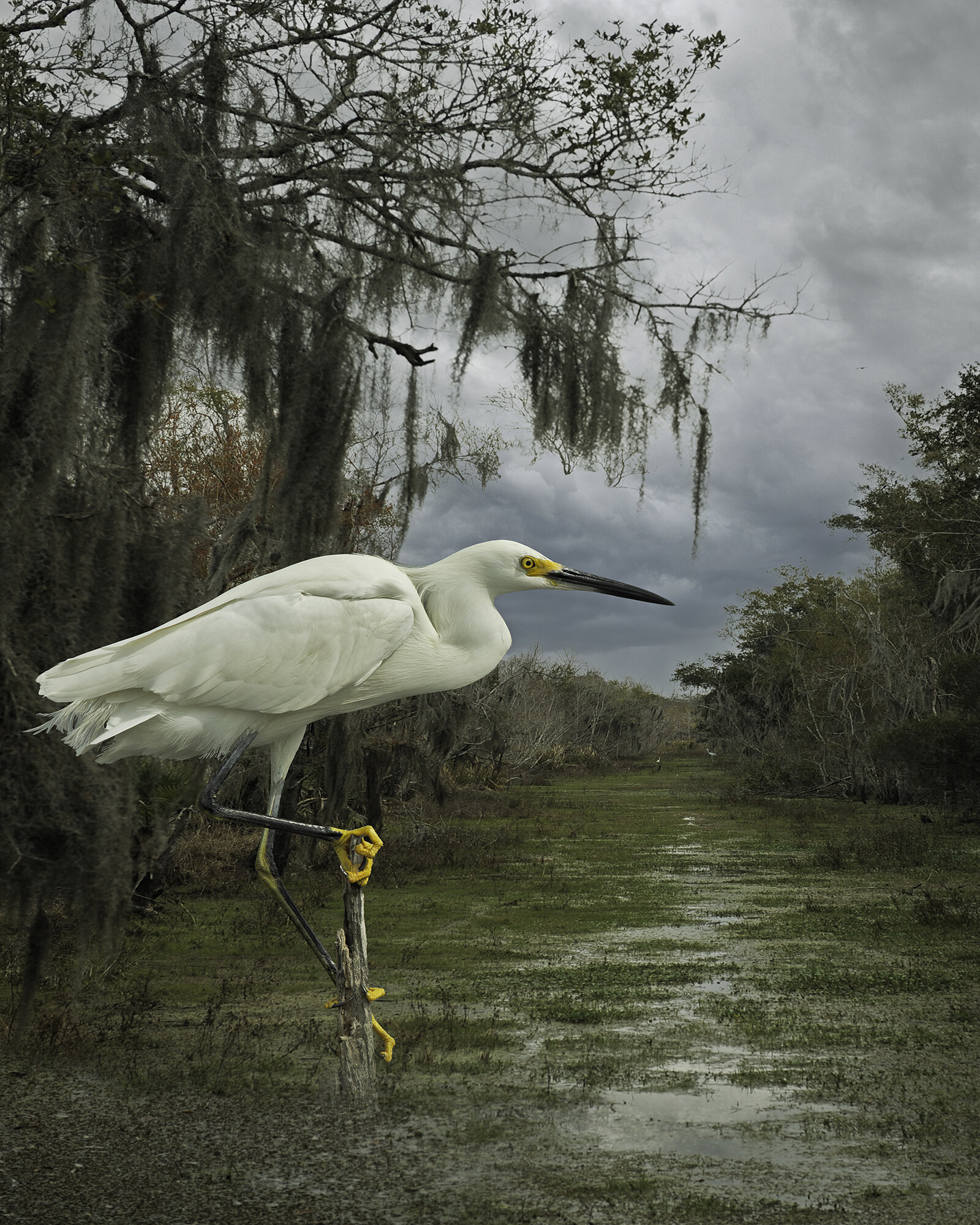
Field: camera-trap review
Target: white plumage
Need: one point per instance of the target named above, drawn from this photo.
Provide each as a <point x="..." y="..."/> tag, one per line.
<point x="259" y="663"/>
<point x="325" y="636"/>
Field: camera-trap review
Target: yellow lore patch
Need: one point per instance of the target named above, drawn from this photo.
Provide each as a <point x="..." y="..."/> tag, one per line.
<point x="538" y="568"/>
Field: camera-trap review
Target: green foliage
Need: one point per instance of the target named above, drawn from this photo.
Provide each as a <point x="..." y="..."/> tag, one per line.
<point x="280" y="193"/>
<point x="928" y="526"/>
<point x="870" y="685"/>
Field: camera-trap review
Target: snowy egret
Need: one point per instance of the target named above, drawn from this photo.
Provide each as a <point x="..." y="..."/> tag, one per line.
<point x="259" y="663"/>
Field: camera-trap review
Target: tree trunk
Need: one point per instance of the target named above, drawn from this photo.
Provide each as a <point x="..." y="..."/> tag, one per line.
<point x="357" y="1080"/>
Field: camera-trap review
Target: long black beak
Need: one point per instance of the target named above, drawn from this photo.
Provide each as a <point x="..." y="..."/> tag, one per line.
<point x="607" y="586"/>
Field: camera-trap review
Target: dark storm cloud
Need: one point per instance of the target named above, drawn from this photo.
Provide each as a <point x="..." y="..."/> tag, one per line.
<point x="851" y="138"/>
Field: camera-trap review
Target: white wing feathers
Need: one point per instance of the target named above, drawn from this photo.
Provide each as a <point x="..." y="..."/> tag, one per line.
<point x="276" y="652"/>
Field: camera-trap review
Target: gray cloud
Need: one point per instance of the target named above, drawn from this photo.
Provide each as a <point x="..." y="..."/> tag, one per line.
<point x="851" y="138"/>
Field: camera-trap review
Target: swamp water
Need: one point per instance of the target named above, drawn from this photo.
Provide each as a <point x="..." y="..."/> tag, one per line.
<point x="652" y="1006"/>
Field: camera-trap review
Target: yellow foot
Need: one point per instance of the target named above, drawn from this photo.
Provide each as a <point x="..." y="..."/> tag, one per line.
<point x="373" y="994"/>
<point x="386" y="1039"/>
<point x="369" y="846"/>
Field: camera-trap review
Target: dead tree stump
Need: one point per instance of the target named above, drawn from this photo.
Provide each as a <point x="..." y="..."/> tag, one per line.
<point x="357" y="1079"/>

**SET EXERCISE**: Leave out the pictures and repeat everything else in the records exactly.

**COMPLETE ANSWER**:
Field: camera-trap review
Target: white plumage
Need: one point per instance of the target named above, drawn from this photo.
Provide each as a <point x="..." y="..."/> tag, one per line.
<point x="259" y="663"/>
<point x="325" y="636"/>
Field: camera-trap review
Target: yellow lore patch
Need: one point per instance of the target named above, drawn from this photo.
Provide each as a <point x="..." y="..."/> tag, one per line.
<point x="538" y="568"/>
Field: camera-trap review
Target: green foliage
Need: one point per instance of the target named above, drawn from this photo.
Provide each as a <point x="..." y="..."/> tag, one per line.
<point x="280" y="193"/>
<point x="928" y="526"/>
<point x="870" y="685"/>
Field: camera-trap review
Target: snowy egret
Need: one point per instance of the target named above, drawn from this photo.
Provide each as a <point x="..." y="..."/> tag, one per line.
<point x="259" y="663"/>
Field: camera-trap review
Target: tree trunk
Need: one point per instance of the target named above, drawn from this photo.
Provide each as a <point x="..." y="..."/> tag, one per line.
<point x="357" y="1080"/>
Field: camera-trap review
Target: long black beak
Need: one point per instance of the target named above, drawn from this photo.
Provide each as a <point x="..." y="..."/> tag, one per line.
<point x="607" y="586"/>
Field: camera-trap review
Target: dark storm cloud
Need: one point per instance of the target named above, drawn from this photo.
Provide each as a <point x="..." y="..."/> tag, one per line.
<point x="851" y="138"/>
Field: camera-trap review
Target: white wing feathers
Need: one point per instance of the target named above, drawn from this photo.
Provide each as a <point x="..." y="..."/> tag, one per line.
<point x="276" y="652"/>
Field: camera-trap review
Target: gray cloud
Need: one point per instance of the target named above, drawn from this photo.
Provide each as a <point x="..." y="..."/> tag, one per line.
<point x="851" y="138"/>
Field: camera-trap review
Target: swamp water
Need: one point per instance of the target named above, drawn from this photo.
Provide each as a <point x="..." y="..."/> tag, one per line.
<point x="652" y="1006"/>
Field: camera-trap review
Target: yellow foot
Need: one point per instance of the target named above, drawn from this photo.
Provide each as a <point x="..." y="..."/> tag, one per line.
<point x="373" y="994"/>
<point x="386" y="1039"/>
<point x="369" y="846"/>
Field: camera-trap review
Target: dead tree stump
Need: one point per instance of the target named above, drawn from this photo.
Provide each as a <point x="..." y="..."/> tag, one per line.
<point x="357" y="1079"/>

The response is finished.